Data items:
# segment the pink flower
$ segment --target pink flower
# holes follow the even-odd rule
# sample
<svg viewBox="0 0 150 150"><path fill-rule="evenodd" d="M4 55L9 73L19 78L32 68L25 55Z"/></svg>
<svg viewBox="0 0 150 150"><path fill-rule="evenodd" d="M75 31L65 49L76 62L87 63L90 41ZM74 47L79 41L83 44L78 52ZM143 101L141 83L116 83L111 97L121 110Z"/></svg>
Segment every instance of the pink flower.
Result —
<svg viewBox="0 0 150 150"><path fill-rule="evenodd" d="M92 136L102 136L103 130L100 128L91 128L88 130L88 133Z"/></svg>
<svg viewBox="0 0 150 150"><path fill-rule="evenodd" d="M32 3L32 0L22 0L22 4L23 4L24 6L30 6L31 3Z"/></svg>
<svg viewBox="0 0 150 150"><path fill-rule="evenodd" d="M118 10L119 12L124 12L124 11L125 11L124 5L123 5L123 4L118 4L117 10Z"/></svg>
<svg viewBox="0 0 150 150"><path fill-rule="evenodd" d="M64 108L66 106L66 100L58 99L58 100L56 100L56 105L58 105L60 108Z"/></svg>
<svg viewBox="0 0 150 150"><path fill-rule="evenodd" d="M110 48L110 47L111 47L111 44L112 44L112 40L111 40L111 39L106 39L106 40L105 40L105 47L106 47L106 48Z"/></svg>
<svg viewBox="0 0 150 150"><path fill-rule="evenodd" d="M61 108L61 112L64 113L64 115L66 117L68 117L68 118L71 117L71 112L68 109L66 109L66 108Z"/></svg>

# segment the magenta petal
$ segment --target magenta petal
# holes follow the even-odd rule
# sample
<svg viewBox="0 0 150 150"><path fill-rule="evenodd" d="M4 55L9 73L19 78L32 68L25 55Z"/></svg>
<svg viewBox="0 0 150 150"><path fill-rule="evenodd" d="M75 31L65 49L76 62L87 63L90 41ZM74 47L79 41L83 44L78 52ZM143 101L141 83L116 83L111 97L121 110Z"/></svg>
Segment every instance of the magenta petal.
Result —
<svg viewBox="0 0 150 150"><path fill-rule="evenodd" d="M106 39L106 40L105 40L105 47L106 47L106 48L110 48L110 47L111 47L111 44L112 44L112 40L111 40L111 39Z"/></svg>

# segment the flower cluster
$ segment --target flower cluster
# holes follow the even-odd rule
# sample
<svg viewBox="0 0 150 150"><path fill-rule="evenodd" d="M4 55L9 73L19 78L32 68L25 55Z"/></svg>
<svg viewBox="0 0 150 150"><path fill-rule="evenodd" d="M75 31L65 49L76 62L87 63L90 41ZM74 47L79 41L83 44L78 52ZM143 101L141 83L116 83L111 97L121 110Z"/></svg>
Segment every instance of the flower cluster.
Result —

— PROBLEM STATEMENT —
Reproduce the material verbatim, from its first line through the line that contains "3L32 0L22 0L22", including that line.

— SOLUTION TO THIS PROBLEM —
# segment the pink flower
$ segment --target pink flower
# holes follow the even-odd rule
# sample
<svg viewBox="0 0 150 150"><path fill-rule="evenodd" d="M4 55L9 73L19 78L32 68L25 55Z"/></svg>
<svg viewBox="0 0 150 150"><path fill-rule="evenodd" d="M75 31L65 49L76 62L87 63L90 41ZM74 47L79 41L83 44L78 52ZM143 101L141 83L116 83L111 97L121 110Z"/></svg>
Segment every instance of the pink flower.
Result —
<svg viewBox="0 0 150 150"><path fill-rule="evenodd" d="M92 136L102 136L103 130L100 128L91 128L88 130L88 133Z"/></svg>
<svg viewBox="0 0 150 150"><path fill-rule="evenodd" d="M32 3L32 0L22 0L22 4L23 4L24 6L30 6L31 3Z"/></svg>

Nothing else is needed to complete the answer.